*** Exercise input ***
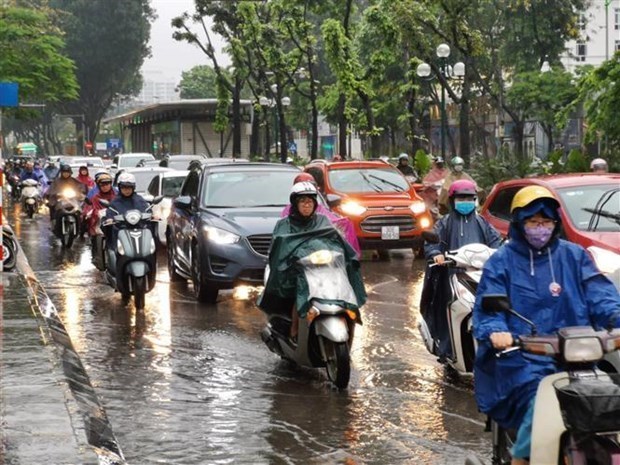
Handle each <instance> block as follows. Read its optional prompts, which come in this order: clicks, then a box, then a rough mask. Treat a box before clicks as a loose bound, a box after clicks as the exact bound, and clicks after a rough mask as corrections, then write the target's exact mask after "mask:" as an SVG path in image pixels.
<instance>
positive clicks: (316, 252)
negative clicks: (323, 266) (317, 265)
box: [308, 250, 333, 265]
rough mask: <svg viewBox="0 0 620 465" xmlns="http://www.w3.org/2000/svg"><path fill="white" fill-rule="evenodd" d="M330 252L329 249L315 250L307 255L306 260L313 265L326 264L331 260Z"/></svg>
mask: <svg viewBox="0 0 620 465" xmlns="http://www.w3.org/2000/svg"><path fill="white" fill-rule="evenodd" d="M332 258H333V256H332V253H331V251H329V250H317V251H316V252H313V253H311V254H310V255H308V260H309V261H310V263H312V264H313V265H328V264H330V263H331V262H332Z"/></svg>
*** End of Exercise input ***
**Exercise details:**
Counting only lines that hold the word "clicks", state how many the material contains, and add nothing.

**Reply to the task:**
3